● **Record excerpts**:
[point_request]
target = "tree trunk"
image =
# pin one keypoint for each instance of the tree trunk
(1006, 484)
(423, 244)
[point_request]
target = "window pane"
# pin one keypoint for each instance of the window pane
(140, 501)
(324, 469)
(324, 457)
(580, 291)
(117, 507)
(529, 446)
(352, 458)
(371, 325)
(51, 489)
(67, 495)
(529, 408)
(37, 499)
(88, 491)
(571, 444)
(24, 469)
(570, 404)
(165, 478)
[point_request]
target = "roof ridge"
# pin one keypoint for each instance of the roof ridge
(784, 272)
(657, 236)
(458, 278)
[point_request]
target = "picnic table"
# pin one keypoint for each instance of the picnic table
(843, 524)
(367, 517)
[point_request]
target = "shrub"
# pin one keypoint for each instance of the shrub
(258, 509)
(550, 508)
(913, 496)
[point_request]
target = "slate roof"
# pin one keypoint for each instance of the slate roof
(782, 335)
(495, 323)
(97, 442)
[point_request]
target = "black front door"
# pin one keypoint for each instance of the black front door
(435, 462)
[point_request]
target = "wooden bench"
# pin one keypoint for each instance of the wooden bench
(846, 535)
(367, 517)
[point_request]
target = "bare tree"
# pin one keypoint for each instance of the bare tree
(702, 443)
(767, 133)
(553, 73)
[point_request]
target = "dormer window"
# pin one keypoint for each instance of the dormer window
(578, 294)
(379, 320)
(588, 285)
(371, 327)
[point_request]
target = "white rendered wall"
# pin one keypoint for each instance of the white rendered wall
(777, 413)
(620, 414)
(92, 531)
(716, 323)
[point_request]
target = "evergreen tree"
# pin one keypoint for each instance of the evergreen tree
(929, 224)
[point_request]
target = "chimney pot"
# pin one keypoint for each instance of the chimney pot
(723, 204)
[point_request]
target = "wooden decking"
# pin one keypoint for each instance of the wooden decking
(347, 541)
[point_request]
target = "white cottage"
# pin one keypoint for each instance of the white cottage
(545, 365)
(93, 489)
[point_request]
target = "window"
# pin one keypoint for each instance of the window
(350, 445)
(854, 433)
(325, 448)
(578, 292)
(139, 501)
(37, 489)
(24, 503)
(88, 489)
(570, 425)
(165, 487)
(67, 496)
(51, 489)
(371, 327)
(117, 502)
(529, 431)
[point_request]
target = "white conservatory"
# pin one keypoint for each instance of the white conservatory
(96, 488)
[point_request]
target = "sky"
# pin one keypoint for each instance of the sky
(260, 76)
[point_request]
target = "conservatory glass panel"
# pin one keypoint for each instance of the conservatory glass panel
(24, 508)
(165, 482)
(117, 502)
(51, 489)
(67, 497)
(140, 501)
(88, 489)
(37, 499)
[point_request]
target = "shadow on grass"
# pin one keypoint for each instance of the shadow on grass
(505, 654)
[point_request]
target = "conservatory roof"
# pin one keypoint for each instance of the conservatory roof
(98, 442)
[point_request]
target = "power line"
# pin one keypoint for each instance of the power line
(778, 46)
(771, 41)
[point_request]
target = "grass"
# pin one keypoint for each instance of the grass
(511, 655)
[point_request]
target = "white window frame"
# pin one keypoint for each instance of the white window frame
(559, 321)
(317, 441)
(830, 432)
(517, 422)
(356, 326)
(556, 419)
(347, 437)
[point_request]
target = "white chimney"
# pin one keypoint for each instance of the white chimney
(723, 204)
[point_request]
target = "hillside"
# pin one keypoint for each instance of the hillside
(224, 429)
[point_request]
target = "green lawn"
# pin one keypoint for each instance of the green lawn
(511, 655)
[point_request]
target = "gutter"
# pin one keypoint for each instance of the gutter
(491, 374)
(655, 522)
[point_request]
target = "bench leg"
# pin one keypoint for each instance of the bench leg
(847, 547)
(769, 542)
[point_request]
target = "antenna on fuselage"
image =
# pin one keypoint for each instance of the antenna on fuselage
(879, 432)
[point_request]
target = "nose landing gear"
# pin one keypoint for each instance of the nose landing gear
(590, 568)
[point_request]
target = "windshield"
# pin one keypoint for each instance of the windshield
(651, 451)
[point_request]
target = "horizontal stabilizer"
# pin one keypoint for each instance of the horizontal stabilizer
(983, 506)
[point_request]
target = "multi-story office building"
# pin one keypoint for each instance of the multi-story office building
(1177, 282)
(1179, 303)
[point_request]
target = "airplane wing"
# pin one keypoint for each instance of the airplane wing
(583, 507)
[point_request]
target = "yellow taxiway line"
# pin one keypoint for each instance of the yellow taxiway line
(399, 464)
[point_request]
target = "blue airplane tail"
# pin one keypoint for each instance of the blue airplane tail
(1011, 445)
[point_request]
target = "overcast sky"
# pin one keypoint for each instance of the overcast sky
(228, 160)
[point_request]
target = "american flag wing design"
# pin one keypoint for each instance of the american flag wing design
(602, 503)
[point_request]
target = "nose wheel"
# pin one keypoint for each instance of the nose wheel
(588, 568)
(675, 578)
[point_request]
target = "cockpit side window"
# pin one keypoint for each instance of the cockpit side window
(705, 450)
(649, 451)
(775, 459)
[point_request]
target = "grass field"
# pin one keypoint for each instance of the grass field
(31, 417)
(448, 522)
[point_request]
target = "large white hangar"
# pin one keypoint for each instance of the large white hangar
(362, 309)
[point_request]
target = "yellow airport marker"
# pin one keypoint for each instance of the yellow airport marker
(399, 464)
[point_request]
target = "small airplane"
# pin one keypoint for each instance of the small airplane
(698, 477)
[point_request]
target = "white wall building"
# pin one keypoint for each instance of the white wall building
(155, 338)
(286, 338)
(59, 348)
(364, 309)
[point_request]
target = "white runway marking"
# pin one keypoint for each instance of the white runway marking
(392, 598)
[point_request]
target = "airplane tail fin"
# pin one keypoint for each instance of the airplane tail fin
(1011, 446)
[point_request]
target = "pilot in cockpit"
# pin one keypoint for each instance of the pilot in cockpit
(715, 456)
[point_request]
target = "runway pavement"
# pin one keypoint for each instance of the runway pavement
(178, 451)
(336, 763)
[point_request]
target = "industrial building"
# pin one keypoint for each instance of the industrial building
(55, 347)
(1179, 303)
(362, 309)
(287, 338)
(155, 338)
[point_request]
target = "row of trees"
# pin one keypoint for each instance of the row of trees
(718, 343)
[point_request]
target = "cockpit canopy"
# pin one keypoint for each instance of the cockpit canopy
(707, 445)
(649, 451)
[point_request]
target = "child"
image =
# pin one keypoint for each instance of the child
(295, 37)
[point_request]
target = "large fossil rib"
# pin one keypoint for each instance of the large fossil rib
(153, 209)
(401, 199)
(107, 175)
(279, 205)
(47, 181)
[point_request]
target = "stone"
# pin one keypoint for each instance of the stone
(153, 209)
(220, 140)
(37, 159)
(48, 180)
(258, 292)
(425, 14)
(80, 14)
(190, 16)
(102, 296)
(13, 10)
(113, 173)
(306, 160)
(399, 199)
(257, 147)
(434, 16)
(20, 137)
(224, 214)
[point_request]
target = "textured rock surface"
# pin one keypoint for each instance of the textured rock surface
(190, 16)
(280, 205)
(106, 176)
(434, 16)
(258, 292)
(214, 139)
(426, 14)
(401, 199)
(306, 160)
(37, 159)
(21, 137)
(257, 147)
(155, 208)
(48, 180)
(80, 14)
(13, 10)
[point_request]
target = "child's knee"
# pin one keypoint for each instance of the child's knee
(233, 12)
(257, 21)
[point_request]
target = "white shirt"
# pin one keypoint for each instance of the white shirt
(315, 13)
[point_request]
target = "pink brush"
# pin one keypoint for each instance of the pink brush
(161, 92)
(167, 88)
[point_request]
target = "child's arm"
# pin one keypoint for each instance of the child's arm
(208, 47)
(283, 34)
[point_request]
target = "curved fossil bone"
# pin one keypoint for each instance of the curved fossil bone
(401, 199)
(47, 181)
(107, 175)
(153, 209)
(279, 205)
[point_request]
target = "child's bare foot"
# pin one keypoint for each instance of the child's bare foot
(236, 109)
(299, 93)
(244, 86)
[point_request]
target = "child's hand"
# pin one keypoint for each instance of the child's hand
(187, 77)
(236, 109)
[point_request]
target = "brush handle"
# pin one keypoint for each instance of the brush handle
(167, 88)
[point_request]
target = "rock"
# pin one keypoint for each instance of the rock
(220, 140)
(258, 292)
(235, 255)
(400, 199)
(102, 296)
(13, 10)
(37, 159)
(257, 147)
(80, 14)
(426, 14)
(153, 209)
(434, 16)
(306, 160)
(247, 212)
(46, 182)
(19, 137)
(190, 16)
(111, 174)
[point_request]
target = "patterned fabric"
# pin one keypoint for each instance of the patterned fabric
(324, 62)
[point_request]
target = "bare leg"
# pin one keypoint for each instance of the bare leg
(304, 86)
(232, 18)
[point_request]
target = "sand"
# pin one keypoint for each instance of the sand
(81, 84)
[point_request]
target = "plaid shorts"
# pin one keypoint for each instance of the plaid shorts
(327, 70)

● **Work to complete**:
Gather every line of the material that contains the string "chimney", and copy each one in full.

● **Task result**:
target = "chimney pot"
# pin one keypoint for each instance of the chimney pot
target = "white chimney"
# pin one keypoint for each instance of the white chimney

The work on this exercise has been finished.